__PROBLEM__. Locate every line in the material that contains the word "grass" and copy each one. Case counts.

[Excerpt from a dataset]
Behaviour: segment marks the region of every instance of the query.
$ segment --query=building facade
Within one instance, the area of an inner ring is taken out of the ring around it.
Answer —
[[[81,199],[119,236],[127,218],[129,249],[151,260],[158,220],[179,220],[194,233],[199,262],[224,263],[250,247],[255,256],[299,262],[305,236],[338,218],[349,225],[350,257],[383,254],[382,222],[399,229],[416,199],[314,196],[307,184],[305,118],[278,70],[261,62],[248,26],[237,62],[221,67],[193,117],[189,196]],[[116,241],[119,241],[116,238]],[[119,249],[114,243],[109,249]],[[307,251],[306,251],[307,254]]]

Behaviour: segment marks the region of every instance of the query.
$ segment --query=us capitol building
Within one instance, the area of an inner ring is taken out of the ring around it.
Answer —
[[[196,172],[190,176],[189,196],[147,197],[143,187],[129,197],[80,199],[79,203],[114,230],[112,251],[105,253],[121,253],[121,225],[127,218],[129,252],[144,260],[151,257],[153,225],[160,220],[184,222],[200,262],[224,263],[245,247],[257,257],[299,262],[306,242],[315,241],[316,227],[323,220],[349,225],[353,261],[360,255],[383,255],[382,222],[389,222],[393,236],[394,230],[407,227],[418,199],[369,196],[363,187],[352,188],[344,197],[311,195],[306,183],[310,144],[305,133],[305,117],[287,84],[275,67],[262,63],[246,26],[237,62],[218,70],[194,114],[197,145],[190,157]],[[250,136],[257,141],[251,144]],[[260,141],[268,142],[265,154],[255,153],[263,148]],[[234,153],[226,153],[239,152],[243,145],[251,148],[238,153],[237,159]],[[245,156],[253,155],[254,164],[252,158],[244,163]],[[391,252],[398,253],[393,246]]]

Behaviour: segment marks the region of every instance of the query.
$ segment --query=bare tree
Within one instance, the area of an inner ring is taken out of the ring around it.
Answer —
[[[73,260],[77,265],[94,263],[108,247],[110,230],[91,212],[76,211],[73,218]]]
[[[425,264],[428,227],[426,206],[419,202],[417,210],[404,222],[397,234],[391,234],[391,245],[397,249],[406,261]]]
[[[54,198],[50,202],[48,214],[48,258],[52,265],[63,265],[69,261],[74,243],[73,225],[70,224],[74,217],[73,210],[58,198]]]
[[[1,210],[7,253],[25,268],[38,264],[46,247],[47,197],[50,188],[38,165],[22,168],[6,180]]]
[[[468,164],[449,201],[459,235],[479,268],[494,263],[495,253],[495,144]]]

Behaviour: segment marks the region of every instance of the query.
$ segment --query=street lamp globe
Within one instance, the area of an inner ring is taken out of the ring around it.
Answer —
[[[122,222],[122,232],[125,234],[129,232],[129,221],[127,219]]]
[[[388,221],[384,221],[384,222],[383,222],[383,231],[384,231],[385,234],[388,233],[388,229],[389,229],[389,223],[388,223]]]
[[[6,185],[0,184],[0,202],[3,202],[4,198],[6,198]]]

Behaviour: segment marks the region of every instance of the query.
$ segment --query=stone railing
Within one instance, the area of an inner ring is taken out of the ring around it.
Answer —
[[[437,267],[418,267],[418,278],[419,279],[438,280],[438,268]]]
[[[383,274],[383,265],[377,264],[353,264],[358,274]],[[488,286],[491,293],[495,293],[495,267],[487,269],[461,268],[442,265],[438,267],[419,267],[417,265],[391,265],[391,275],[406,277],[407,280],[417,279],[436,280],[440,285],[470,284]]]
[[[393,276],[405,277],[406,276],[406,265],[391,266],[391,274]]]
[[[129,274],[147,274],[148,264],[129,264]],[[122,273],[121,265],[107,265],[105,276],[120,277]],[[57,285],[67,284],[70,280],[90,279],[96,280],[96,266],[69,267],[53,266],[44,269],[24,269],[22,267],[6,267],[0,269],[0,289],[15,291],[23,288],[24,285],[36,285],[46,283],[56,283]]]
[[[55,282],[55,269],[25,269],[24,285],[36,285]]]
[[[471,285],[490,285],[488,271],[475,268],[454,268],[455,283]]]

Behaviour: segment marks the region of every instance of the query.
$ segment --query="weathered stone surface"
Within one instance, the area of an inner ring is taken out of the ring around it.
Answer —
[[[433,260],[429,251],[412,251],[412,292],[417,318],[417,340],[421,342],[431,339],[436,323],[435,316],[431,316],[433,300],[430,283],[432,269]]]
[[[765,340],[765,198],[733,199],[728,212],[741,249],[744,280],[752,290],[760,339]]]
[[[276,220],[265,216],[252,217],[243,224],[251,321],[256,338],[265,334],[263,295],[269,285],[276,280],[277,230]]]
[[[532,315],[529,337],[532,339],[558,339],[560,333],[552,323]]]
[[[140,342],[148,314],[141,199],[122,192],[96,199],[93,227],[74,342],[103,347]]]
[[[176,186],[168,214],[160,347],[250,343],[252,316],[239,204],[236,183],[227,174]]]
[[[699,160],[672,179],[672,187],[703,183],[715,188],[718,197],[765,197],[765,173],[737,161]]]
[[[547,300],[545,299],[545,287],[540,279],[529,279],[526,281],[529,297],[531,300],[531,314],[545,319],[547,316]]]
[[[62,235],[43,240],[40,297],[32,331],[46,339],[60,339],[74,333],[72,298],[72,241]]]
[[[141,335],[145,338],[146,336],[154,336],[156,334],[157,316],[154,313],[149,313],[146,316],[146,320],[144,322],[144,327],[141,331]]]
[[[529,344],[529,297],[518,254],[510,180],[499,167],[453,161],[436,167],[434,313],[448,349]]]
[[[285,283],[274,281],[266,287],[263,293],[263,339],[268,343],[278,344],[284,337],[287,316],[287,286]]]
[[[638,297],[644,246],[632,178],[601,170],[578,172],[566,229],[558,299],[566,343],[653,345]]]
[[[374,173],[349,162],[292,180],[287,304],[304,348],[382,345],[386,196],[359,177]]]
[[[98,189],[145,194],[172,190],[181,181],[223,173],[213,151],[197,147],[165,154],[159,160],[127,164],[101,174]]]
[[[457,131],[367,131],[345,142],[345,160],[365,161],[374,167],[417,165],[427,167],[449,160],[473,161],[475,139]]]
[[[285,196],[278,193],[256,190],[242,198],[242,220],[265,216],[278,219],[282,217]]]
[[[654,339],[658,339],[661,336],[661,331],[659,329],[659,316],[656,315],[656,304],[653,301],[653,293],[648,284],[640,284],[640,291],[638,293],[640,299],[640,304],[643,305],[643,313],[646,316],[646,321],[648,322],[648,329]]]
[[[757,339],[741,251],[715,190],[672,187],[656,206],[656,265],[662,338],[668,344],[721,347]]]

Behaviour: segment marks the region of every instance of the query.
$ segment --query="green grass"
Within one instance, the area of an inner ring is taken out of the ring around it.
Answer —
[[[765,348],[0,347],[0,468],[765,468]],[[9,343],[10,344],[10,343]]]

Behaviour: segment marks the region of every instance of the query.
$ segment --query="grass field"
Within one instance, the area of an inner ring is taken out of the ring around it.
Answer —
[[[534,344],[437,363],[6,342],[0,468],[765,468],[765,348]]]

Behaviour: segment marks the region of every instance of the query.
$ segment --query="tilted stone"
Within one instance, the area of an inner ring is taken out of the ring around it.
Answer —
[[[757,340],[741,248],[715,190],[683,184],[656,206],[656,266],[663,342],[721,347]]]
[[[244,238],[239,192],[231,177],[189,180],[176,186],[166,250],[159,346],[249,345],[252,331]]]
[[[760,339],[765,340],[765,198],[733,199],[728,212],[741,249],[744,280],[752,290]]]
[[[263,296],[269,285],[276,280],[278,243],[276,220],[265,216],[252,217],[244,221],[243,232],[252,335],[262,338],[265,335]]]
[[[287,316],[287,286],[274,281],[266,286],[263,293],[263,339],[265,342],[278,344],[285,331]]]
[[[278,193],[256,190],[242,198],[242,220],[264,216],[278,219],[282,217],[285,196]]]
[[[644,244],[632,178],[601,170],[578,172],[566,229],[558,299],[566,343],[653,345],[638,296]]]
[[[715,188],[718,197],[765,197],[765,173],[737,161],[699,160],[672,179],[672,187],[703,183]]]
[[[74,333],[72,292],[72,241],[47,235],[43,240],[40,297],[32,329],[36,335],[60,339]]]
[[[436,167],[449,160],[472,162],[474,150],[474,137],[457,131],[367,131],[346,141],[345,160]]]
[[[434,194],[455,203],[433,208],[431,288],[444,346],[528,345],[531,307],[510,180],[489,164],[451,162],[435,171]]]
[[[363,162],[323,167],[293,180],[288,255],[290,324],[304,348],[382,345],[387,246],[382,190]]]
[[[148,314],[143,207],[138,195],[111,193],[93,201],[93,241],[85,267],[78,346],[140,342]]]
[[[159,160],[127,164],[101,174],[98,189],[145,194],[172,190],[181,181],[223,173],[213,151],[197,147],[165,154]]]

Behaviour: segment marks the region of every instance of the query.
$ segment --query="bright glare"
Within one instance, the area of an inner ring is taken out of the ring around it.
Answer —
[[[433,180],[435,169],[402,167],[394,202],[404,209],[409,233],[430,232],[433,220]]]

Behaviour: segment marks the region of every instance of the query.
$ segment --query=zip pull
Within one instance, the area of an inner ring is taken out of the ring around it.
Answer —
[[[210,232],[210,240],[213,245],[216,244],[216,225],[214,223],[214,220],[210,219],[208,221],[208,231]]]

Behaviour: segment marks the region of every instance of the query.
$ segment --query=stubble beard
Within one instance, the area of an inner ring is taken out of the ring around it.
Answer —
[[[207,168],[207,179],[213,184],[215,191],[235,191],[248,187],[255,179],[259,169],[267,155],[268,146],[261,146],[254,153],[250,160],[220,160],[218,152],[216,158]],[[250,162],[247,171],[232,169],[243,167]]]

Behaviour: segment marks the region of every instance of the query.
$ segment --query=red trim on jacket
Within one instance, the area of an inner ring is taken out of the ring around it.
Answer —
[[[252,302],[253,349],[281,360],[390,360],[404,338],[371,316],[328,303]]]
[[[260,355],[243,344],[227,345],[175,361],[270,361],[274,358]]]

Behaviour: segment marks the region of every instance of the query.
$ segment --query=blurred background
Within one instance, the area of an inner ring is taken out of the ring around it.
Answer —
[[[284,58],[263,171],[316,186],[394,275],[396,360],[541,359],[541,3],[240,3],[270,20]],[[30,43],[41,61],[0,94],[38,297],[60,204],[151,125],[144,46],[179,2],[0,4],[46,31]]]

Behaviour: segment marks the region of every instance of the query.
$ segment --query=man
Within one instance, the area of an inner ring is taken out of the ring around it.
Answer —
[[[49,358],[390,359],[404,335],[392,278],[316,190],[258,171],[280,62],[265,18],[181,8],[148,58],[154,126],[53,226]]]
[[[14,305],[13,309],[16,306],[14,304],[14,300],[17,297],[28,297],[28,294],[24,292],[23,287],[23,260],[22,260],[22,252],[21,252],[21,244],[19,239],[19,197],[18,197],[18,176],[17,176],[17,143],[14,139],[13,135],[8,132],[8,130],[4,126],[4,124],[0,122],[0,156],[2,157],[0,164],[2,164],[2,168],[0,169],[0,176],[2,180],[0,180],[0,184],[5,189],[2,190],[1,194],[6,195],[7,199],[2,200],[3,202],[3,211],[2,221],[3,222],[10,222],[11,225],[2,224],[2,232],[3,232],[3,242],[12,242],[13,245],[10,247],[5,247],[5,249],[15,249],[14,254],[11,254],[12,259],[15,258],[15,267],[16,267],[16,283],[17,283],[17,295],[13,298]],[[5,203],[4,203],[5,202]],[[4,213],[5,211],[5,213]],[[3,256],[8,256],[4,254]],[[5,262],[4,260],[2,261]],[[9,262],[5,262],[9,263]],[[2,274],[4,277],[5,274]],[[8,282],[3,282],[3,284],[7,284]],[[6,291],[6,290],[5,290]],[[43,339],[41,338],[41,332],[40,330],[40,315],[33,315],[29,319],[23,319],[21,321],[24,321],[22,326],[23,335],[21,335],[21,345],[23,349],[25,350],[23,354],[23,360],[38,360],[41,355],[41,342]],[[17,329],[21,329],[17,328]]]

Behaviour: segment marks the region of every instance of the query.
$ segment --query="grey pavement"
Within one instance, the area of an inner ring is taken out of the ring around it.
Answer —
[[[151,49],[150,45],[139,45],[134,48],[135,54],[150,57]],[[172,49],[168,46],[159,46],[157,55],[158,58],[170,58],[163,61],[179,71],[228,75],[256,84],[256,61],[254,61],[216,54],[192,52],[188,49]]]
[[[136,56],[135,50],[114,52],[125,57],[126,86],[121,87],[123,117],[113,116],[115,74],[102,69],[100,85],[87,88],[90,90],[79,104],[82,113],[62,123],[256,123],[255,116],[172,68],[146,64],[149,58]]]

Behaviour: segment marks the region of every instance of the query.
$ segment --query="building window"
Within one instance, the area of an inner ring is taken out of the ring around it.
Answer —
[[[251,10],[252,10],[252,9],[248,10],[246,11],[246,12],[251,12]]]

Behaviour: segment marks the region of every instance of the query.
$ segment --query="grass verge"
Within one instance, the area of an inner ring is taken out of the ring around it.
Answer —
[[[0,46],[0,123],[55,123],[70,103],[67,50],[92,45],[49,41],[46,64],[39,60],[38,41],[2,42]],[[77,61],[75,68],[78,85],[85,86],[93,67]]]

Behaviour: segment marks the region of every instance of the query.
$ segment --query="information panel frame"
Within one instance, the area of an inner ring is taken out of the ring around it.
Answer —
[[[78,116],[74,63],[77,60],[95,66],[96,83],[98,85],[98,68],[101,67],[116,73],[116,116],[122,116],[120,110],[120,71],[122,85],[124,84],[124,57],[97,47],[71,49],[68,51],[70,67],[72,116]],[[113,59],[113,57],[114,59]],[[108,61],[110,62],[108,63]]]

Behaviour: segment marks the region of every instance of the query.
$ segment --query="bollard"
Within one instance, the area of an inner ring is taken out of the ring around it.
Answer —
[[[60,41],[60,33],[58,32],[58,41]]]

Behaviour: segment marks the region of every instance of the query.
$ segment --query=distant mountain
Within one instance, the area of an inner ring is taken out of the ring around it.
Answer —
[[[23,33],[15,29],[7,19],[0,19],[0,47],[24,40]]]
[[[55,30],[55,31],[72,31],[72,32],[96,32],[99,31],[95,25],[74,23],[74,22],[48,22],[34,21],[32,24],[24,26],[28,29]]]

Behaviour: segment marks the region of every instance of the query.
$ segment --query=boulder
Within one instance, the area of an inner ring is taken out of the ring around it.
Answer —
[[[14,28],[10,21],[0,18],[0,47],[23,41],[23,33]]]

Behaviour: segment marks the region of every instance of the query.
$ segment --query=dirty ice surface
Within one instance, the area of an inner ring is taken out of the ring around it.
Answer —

__RESULT__.
$ segment --query="green grass"
$ segment --query="grass field"
$ segment --query="grass verge"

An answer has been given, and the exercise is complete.